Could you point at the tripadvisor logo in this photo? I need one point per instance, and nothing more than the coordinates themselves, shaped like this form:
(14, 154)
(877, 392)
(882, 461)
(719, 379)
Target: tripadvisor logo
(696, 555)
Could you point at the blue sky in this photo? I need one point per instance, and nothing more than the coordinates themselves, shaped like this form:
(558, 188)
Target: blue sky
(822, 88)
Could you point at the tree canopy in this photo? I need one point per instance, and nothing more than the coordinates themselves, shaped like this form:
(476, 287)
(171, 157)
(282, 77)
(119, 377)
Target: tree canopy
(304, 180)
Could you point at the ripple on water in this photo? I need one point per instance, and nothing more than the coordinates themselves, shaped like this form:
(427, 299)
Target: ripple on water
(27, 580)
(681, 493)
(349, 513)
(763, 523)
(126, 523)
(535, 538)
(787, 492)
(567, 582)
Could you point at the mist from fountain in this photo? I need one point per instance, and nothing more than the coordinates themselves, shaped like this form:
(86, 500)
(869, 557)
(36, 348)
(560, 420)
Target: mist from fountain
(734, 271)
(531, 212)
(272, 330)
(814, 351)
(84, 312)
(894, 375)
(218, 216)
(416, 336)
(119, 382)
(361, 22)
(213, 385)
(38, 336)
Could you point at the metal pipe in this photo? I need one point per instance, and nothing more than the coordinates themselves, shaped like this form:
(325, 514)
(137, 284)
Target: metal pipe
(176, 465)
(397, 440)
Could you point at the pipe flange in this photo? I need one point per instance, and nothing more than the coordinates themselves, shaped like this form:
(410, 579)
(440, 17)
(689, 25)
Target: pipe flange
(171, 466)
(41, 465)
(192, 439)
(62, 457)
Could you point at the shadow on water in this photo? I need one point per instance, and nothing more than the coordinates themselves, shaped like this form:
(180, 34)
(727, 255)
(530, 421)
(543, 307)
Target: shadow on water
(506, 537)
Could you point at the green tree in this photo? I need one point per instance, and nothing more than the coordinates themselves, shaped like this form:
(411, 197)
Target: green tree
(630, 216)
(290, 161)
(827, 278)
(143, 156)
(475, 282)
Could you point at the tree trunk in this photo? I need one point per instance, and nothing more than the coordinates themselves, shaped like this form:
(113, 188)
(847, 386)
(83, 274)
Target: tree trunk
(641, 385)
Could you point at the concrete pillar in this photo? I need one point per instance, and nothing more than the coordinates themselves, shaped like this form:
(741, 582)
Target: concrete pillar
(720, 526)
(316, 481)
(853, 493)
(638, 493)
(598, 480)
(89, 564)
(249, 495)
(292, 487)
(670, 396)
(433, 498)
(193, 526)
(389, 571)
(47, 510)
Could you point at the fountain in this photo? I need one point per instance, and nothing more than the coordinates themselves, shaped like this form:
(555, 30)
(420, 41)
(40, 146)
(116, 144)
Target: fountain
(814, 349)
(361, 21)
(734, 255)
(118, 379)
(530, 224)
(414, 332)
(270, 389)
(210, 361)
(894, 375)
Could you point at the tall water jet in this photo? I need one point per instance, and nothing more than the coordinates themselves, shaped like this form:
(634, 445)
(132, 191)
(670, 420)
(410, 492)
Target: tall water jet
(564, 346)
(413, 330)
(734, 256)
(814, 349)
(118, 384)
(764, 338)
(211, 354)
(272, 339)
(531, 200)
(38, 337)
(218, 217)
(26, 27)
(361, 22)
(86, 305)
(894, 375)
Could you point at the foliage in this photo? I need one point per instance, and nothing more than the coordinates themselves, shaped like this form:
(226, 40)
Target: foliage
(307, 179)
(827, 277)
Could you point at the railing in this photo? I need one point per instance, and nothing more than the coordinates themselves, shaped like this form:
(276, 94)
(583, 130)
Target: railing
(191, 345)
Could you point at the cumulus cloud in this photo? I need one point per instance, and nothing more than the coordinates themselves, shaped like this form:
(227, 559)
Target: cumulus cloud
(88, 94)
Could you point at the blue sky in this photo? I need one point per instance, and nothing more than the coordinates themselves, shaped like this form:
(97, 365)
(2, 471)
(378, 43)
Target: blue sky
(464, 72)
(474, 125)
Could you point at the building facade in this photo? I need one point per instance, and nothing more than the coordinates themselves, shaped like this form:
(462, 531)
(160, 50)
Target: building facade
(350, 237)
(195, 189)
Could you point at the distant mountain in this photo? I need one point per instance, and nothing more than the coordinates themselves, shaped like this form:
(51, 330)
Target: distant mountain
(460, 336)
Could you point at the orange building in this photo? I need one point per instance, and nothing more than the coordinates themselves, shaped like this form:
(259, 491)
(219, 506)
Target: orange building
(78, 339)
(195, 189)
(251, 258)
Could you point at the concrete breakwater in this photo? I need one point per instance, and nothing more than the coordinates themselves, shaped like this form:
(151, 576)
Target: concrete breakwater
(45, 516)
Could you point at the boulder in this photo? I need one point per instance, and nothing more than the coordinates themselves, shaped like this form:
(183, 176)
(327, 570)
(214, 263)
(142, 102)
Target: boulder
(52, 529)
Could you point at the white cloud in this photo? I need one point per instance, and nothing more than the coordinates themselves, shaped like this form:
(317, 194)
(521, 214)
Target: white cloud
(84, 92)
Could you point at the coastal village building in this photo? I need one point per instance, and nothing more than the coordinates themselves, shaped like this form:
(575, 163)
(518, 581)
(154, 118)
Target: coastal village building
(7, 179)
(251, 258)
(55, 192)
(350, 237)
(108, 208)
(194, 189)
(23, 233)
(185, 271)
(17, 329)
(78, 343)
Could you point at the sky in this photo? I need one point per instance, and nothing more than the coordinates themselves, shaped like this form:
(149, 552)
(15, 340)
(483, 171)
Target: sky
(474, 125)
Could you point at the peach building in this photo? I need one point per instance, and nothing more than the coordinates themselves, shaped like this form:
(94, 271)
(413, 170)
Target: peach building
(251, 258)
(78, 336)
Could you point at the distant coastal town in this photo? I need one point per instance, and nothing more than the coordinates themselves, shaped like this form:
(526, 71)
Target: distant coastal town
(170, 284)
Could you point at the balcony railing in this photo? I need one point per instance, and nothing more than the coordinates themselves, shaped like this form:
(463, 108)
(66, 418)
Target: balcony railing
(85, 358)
● ● ● ● ●
* [TASK]: Your answer should be the lines from the one containing "Could you point at the sky" through the end of the records, both included, output exactly and with nothing added.

* [ANSWER SECTION]:
Could you point at the sky in this photo? I need one point per instance, and nothing more than the coordinates themselves, shaped like this form:
(149, 552)
(15, 340)
(483, 171)
Target: sky
(474, 125)
Could you point at the peach building in this photo? I need one point per instance, and nothing more than the coordinates themselves, shaped like this form:
(94, 271)
(413, 170)
Target: peach building
(251, 258)
(78, 336)
Could you point at the distant coastal town in this photo? I need one point per instance, and nothing more than the coordinates themselves, shaped like this form:
(526, 71)
Target: distant coastal town
(170, 284)
Could you point at the balcony railing in this photo? I need one point per instance, and nothing more than the coordinates themselves, shaped like this form:
(463, 108)
(66, 418)
Target: balcony railing
(85, 358)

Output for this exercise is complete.